» Source material:
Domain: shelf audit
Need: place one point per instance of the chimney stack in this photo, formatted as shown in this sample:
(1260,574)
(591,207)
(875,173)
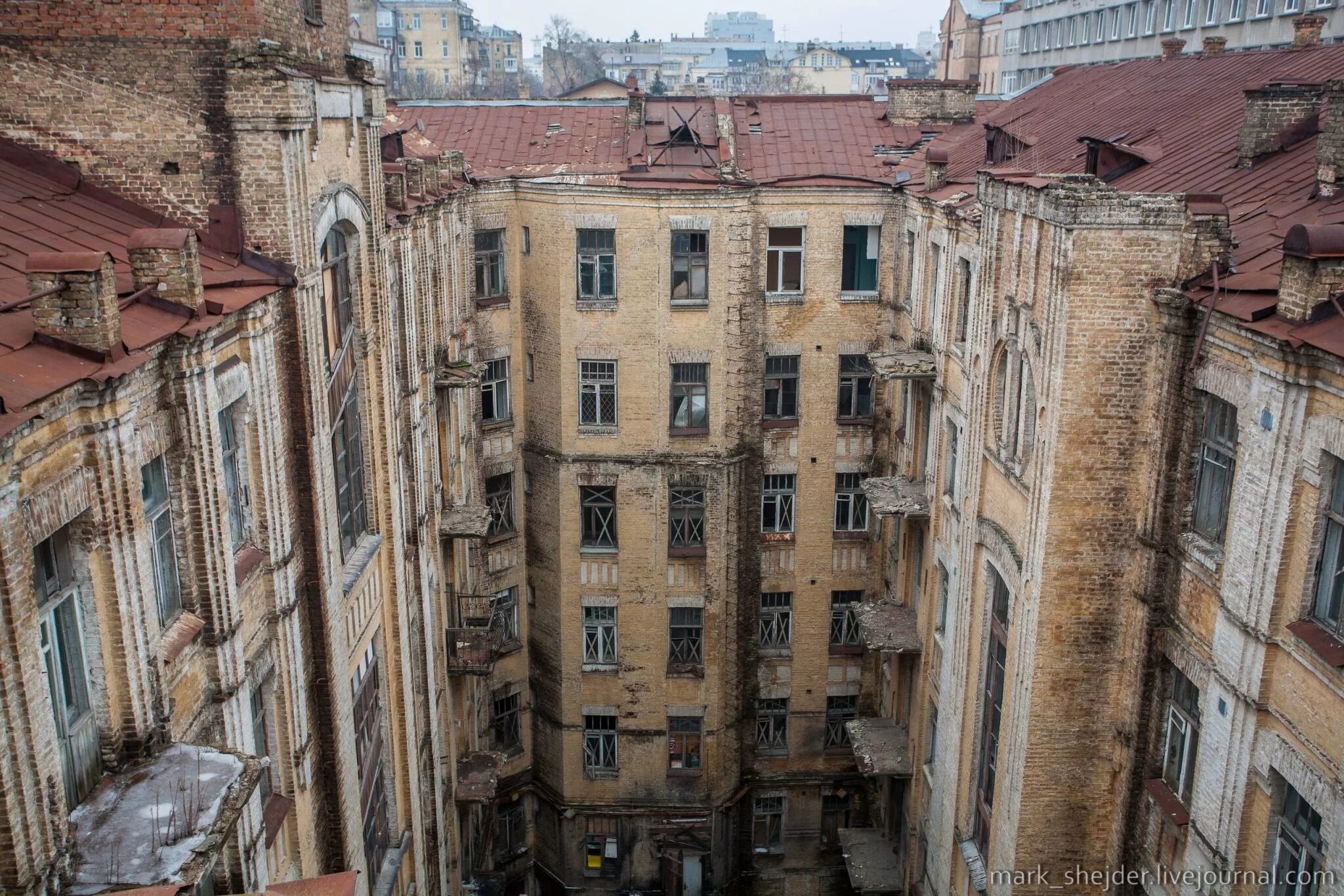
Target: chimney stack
(167,258)
(1307,30)
(1330,144)
(1172,47)
(936,169)
(1270,110)
(936,102)
(84,315)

» Task goal: Return all material verbatim, pictures omitted.

» Answer to this task:
Domain: shelf audit
Need: place one point per instance of the chimney stack in this photo, formatted as shown in this sample:
(1260,574)
(591,207)
(875,173)
Target: chimney stack
(167,258)
(1307,30)
(1330,144)
(1172,47)
(936,169)
(1270,110)
(936,102)
(84,315)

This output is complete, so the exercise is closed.